Exercise objective:
Copy every one of the entries below word for word, changing nothing.

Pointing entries
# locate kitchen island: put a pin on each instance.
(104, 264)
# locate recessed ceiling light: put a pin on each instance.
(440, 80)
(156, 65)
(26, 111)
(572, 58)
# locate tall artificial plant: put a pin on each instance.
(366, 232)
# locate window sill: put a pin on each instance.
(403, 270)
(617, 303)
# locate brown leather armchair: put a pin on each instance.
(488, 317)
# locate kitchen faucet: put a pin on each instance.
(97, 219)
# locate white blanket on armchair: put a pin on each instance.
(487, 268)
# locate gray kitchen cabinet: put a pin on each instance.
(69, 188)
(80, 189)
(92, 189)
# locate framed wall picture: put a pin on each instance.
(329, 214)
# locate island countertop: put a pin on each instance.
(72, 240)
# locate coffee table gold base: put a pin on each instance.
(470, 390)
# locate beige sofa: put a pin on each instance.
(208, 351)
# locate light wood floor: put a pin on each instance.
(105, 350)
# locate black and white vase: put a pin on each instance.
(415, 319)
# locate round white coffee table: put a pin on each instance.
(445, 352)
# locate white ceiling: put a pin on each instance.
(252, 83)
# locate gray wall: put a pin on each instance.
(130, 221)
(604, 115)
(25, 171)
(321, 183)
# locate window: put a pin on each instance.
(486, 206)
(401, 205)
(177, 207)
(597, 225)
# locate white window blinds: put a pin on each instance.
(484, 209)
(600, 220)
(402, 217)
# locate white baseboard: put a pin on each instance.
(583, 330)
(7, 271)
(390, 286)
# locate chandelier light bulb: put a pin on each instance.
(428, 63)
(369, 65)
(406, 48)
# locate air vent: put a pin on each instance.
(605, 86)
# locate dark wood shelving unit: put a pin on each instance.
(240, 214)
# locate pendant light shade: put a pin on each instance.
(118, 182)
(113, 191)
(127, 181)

Answer to the problem:
# locate kitchen island: put a pin on each instance.
(104, 264)
# locate recessed ceiling light: put a pin on each instance.
(440, 80)
(156, 65)
(26, 111)
(572, 58)
# locate tall artificial plant: put a pin on each instance.
(366, 232)
# locate window sill: put a pin on each instance.
(403, 270)
(617, 303)
# locate brown leather armchair: put a pin on each instance.
(488, 317)
# locate kitchen faucet: put a pin on each instance.
(97, 219)
# locate white blanket on armchair: put a pin on each instance.
(487, 268)
# locate gray kitchen cabinet: put a pin on each instance.
(69, 188)
(80, 189)
(92, 189)
# locate framed wall picture: put a pin on each instance.
(329, 214)
# locate island countertop: put a pin on each instance.
(72, 240)
# locate coffee table gold base: put a pin on each instance.
(470, 390)
# locate beige sofa: put a pin on each instance.
(208, 351)
# locate light wood floor: put a pin on each instance.
(105, 350)
# locate black and white vase: put a pin on each instance.
(415, 319)
# locate round white coffee table: put a pin on each instance.
(445, 352)
# locate white ceiling: put a pin on each instance.
(252, 83)
# locate gray wall: put a pin on each instance.
(130, 221)
(604, 115)
(25, 171)
(321, 183)
# locate window: put a pin on each instance.
(486, 206)
(401, 205)
(177, 207)
(597, 225)
# locate white window blinds: put a pin on each instance.
(484, 209)
(600, 220)
(402, 217)
# locate white baseboard: put a pin on each instance.
(583, 330)
(7, 271)
(390, 286)
# locate chandelier light bulb: put a pin on each instance.
(428, 63)
(369, 65)
(406, 48)
# locate air vent: put a pin on each instance.
(605, 86)
# locate dark wood shelving unit: put a pin on each instance.
(240, 214)
# locate pendant light shade: put a pin on each instance.
(118, 182)
(113, 191)
(127, 181)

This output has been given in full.